For personal computing, even without considering performance gains in individual applications, the democratisation of multi-core chips has enabled a separation of workload between user applications and system tasks such as user interface management, networking or disk accesses, and thus results in a smoother user experience overall. This effect is noticeable for desktop computers, smart phones and tablets, which all nowadays use general-purpose cores. For selected application domains, such as video games and image processing, significant performance gains have been reached successfully; this effect is even multiplied when combined with many-core compute accelerators and Graphical Processing Units (GPUs).

In data centres, multi-cores have enabled a finer grain control over the resources handed over to client applications. By separating client applications over separate cores, interference between clients is reduced and resource billing is simplified (resources can be billed per unit of space and time, instead of per actual workload which is more difficult to compute). Some throughput increases have also been possible thanks to multi-cores, most noticeably for database servers and networked processes such as web servers. However, the preferred way to increase throughput in data centres is still to extend the number of network nodes instead of replacing existing nodes by new nodes with larger core counts.

Meanwhile, multi-core processors are a success story for embedded systems, where they are commonly called Multi-Processor Systems-on-Chip (MPSoCs). In these systems, processor chips are typically co-designed with software applications; different cores are implemented on chip to support specific application components. For example, a mobile phone processor chip may contain separate cores for managing wireless networks, encoding/decoding multimedia streams and general-purpose application support. By specialising a processor design to an application, hardware and energy costs are reduced while taking advantage of the parallelism to improve performance. While the embedded landscape is still much focuses on application-specific chip designs, it is expected that the field's expertise with mapping and managing application components over heterogeneous resources will propagate to all other uses of multi-cores during the upcoming decade.

## 3.1 Current landscape of multi-cores chips

All major technology vendors now have multi-core product offerings and continue to invest towards increasing core counts.

After introducing its first mainstream dual-core offerings around 2005 via its Core and Xeon product lines, Intel's processors now nearly all feature a minimum of 2 to 4 cores. As of this writing, the most popular Core i5 and i7

<sup>&</sup>lt;sup>1</sup>http://top500.org/

processors, based on the Sandy Bridge micro-architecture [46], feature 4 cores running at about 3GHz. These chips use 32nm silicon technology and nearly a billion transistors. They integrate an on-chip GPU accelerator with 6 to 12 additional compute cores; the general-purpose cores also optionally feature HyperThreading [23] for a maximum of 2 hardware threads per core. The next generation based on the Ivy Bridge micro-architecture is expected to offer similar features at a reduced silicon and power budget.

◆ Short exercise ◆
Summarize the text on multi-core processors in two sentences.

◆ Data rows ◆
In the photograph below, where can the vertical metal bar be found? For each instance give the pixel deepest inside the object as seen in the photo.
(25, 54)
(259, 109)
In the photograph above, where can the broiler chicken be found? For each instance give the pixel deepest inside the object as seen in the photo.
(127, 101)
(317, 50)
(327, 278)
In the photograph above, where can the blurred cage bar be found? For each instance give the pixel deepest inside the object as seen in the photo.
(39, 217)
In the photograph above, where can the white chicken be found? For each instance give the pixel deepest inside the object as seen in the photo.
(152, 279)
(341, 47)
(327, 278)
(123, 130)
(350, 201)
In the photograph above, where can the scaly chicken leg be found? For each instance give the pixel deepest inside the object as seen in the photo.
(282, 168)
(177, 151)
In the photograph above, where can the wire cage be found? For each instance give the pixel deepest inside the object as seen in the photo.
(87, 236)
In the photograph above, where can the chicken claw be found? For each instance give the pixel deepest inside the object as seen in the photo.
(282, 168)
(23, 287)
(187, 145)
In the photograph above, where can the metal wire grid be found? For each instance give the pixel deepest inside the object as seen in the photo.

◆ Written response ◆
Multi-core chips have made personal computing smoother by separating user applications from system tasks, have given data centers finer control over client resources and simpler billing, and have succeeded in embedded systems, where cores are co-designed with specific application components. All major vendors now offer multi-core products and keep raising core counts, and Intel's popular Core i5 and i7 processors, based on the Sandy Bridge micro-architecture, feature 4 cores at about 3GHz along with an on-chip GPU accelerator.